◆ Task prompt
Your task is to copy the listing exactly. Drop any pictures from the copy.
★ ★ ★ ★ ★ ★ ★
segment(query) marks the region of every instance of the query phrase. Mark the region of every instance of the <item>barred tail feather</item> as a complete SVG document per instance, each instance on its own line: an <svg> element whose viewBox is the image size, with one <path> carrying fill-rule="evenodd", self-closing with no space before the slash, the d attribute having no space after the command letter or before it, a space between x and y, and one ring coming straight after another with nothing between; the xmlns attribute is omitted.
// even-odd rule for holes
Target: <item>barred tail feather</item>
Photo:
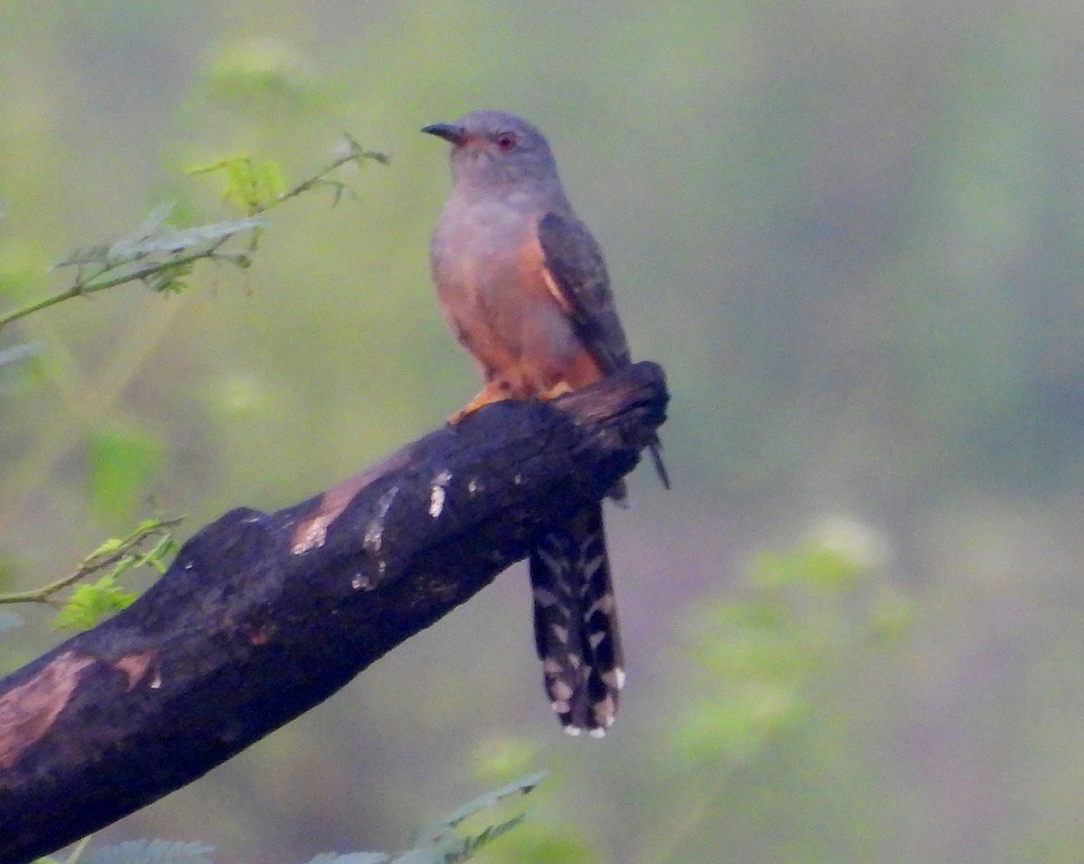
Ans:
<svg viewBox="0 0 1084 864"><path fill-rule="evenodd" d="M543 535L530 555L534 641L565 731L602 737L624 684L602 505Z"/></svg>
★ ★ ★ ★ ★ ★ ★
◆ Response below
segment(query) marks the region of every instance of the query phrase. Mark the region of every instance of the <item>barred tail feather</item> as a complete SVG document per instance, each instance on its own line: an <svg> element whose viewBox is the image size, with one <path> carrying fill-rule="evenodd", self-closing with no space before the slash, the d attribute having no space after the command letter or before it, a space between x and y, and one ring coming straight after another with nothing between; the xmlns attribute is omitted.
// even-odd rule for holes
Target: <item>barred tail feather</item>
Photo:
Ans:
<svg viewBox="0 0 1084 864"><path fill-rule="evenodd" d="M543 535L530 555L534 641L565 731L602 737L624 684L602 505Z"/></svg>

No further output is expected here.